:: TEXT EXTRACT ::

Estimate | Std. Error | t value | Pr(>|t|) | |
---|---|---|---|---|

(Intercept) | 2.213 | 0.068 | 32.384 | 0.000 |

educ | 0.085 | 0.005 | 16.337 | 0.000 |

exper | 0.011 | 0.002 | 7.220 | 0.000 |

tenure | 0.008 | 0.002 | 4.101 | 0.000 |

female | -0.084 | 0.025 | -3.345 | 0.001 |

The negative value on Female indicates an **unexplained component** of gender wage. Thus, we suspect discrimination against women in Swiss Labor Market(the value is signicantly different to zero).

Another approach to the measurement of discrimination is to estimate separately wages equations for female and male. Then, identify what part of the wage gap stems from individuals characteristics that vary across groups (female and male for our case) and what part is unexplained. When two groups are considered, the method used to estimate to decompose the wage gap is **Blinder-Oaxaca Method (BO)** as seen in class.

Let consider two groups male (m)and female(f) and the outcome is the wage \(w\) in the labor market. The gender wage gap can expressed as following \[\Delta w= \mathbb{E}(w_m)-\mathbb{E}(w_f)\] where E() denotes the expected value of wage.

The wage depend on individuals characteristics of the workers, X, and assuming the wage equation is linear then the wage equation of individual i belonging in group \(g \in \{ m, f \}\) can be expressed as follows

\[w_{i,g} = X_{i,g} \beta_m + \varepsilon_{i,g}\] where \(\beta\) is the vector of coefficients : slopes and the constant. \(\varepsilon\) is the error terms.

- The expected wage (or average wage) for men

\[ \large \mathbb{E}(w_{m}) = \mathbb{E}(X_{m}) \beta_m + \underbrace{\mathbb{E}(\varepsilon_{m})}_{=0} \] - The expected wage (or average wage) for women

\[ \large \mathbb{E}(w_{f}) = \mathbb{E}(X_{f}) \beta_f + \underbrace{\mathbb{E}(\varepsilon_{f})}_{=0} \]

- Let simplify the notation and assume \(\mathbb{E}(Y)=\bar{Y}\). The gender wage gap is :

\[ \large \Delta \bar{w}= \bar{w_m}-\bar{w_f}= \bar{X_m}\beta_m -\bar{X_f}\beta_f \] - To identify the contribution of group differences in predictors to the overall gender wage gap, the equation of \(\Delta \bar{w}\) can be rearranged as presented in class.

:::

§ **STATED TASK A**
Copy the wage gap text word for word, from "female | -0.084" to "seen in class.".
§ **STATED TASK B**
Write the next part of the wage gap text, picking up after its last sentence.
The listing after the wage gap text is separate material.

:: DATA EXCERPTS ::

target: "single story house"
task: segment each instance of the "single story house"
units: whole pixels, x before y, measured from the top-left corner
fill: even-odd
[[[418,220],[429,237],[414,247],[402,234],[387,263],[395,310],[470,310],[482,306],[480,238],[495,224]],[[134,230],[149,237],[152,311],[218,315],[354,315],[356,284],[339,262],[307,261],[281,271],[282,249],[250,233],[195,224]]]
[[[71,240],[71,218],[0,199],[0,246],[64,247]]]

:::

§ **RIGHT ANSWER A**
female | -0.084 | 0.025 | -3.345 | 0.001 |

The negative value on Female indicates an **unexplained component** of gender wage. Thus, we suspect discrimination against women in Swiss Labor Market(the value is signicantly different to zero).

Another approach to the measurement of discrimination is to estimate separately wages equations for female and male. Then, identify what part of the wage gap stems from individuals characteristics that vary across groups (female and male for our case) and what part is unexplained. When two groups are considered, the method used to estimate to decompose the wage gap is **Blinder-Oaxaca Method (BO)** as seen in class.

§ **RIGHT ANSWER B**
\[\begin{align} \large \Delta \bar{w} & = \underbrace{\left(\bar{X_m}-\bar{X_f} \right)\beta_m }_{\text{Explained}}+ \underbrace{\left(\beta_m-\beta_f \right)\bar{X_f} }_{\text{Unexplained(coefficients)}} \end{align}\]Usually, economist decompose the first term in **“endowment effect”** and **“interactions component”** such that the gender wage gap becomes:

The difference was expressed from the viewpoint of women but the inveserve is also possible.

An alternative decomposition is to consider a reference where there is a nondiscriminatory coefficient that can be used to determine the contribution of the differences. Let assume the reference coefficient is \(\beta_R\). The coefficient can be interpreted as non-discriminatory. The gender wage gap can be expressed in two terms.

\[\begin{align} \large \Delta \bar{w} & = \underbrace{\left(\bar{X_m}-\bar{X_f} \right)\beta_R }_{\text{Explained }} + \underbrace{\underbrace{\left(\beta_R - \beta_f \right)\bar{X_f} }_{\text{Unexplained Female }} + \underbrace{\left(\beta_m - \beta_R \right)\bar{X_m} }_{\text{Unexplained Male}} }_{ \text{Unexplained}} \end{align}\]The “unexplained part” is now decomposed two parts

- “Unexplained Male” : discrimination in favor of men.
- “Unexplained Female” : discrimination againts women.

There is available package of *oaxaca*. First, you have to install the package. FOr the estimation, use the command *oaxaca* which performs the Blinder-Oaxaca decompositions.

- Command
**Oaxaca**to decompose the gender wage gap. I save my results in*results*.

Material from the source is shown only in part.